(WHAT TO DO):
Gather every line of the listing that contains the word "white". Case counts.

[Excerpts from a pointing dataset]
- - -

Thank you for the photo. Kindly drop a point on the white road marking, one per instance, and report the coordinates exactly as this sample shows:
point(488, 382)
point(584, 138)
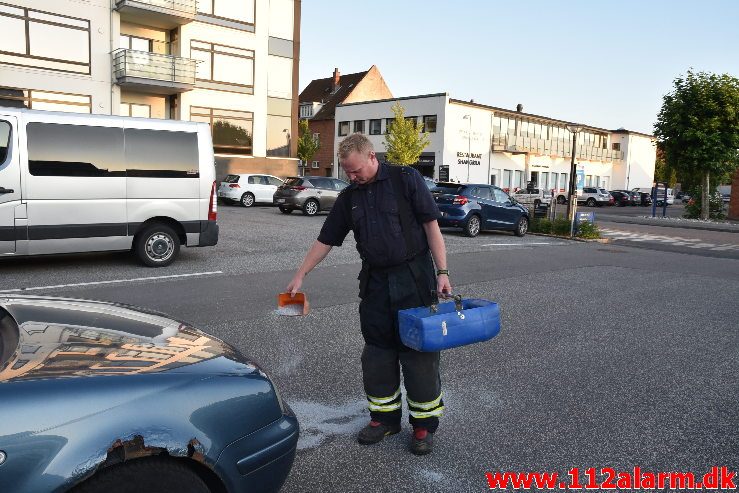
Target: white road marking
point(519, 244)
point(39, 288)
point(673, 240)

- - -

(ANSWER TO THIS EXERCISE):
Thank you for the photo. Kindly drop a point on the white road marking, one per instance, and report the coordinates exactly as this sample shows:
Target: white road marking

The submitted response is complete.